» TEXT SECTION
** START **
The ’72 Dead, sans Pigpen, played almost no blues or R&B. By ’82, Bob was peppering nearly every set with a blues or two—Field Trip II had both “Minglewood” and the R&B classic “All Over Now.” After a sloppy opening, the ’82 show starts to pick up steam in the middle of the first set with a ripping version of a cover that came of age in ’72, “Big River,” followed by one of the best of their newish songs at the time, “Althea.” The aforementioned “All Over Now” rocks hard and then the set concludes with an exciting and jammy “China Cat” > “I Know You Rider” that surely had everyone there who loved the ’72 version grinning ear to ear. I have this theory that when the Dead hit those transcendent peaks, time disappears completely and it’s the same Grateful Dead Peak that courses through their whole history, popping up unpredictably with greater or lesser frequency. This was one of those.
Set Two in ’82 does not begin with an 18-minute “Playing in the Band.” Rather, the fans are greeted with the breakout of “Keep Your Day Job.” Now, that might sound like an awful turn of events to some of you, but it was always exciting to hear a new song, and it had been a couple of years since Garcia had introduced one, and it was a rockin’ little tune (even if JG didn’t know the words yet). Two songs later there’s the debut of “West L.A. Fadeway,” which was great from the start.
However, it’s not until the appearance of “Playing in the Band” (fifth song) that the second set gets a little wild and starts to fulfill the promise of that earlier “China-Rider.” There’s the merest hint of the just-revived “Crazy Fingers” toward the end of the “Playing” jam, but instead it charges into “Drums.” Dang! “Space,” a segment that did not exist, in a formalized sense, in ’72—“Dark Star” and “The Other One” took care of that side of the Dead—leads inexorably into a beautiful version of “The Wheel” (another song not in the live repertoire in ’72). Then comes “The Other One,” which the Dead did not play during the ’72 Field Trip, and it’s a good one. With its roots in the acid days and its allusions to Cowboy Neal and The Bus, that song is like the National Anthem of Prankster Country; the versions there always have plenty of juice.
** END **
[Raw items]
** START **
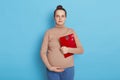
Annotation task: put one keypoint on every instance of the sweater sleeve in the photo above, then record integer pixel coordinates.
(44, 46)
(79, 48)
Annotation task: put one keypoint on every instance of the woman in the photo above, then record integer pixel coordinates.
(58, 67)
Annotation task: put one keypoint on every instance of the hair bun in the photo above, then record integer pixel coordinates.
(59, 7)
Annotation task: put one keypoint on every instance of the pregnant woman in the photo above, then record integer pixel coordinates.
(58, 67)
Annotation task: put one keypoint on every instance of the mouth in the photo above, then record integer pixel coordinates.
(59, 21)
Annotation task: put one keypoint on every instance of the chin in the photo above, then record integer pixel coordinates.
(60, 24)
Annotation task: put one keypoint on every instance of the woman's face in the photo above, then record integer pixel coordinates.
(60, 17)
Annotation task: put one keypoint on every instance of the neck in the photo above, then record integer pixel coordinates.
(59, 26)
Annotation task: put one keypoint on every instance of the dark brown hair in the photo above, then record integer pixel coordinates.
(59, 7)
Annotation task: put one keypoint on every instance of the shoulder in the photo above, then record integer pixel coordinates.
(71, 30)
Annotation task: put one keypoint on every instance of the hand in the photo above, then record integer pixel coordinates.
(64, 49)
(56, 69)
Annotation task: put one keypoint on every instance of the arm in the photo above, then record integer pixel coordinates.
(43, 55)
(43, 51)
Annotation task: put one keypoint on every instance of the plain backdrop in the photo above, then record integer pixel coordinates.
(24, 22)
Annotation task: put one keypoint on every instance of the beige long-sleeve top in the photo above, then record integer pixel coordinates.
(51, 47)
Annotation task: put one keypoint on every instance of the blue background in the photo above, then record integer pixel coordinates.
(24, 22)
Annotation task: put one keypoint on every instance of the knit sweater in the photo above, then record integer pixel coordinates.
(51, 46)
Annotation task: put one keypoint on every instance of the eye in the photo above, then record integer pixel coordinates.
(63, 16)
(57, 15)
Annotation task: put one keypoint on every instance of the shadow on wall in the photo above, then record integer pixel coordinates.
(41, 68)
** END **
» WHAT TO DO
According to the Grateful Dead concert text, why could opening Set Two in '82 with the breakout of "Keep Your Day Job" still be exciting?

» FINAL RESULT
Hearing a new song was always exciting, and it had been a couple of years since Garcia had introduced one. It was also a rockin' little tune, even if he didn't know the words yet.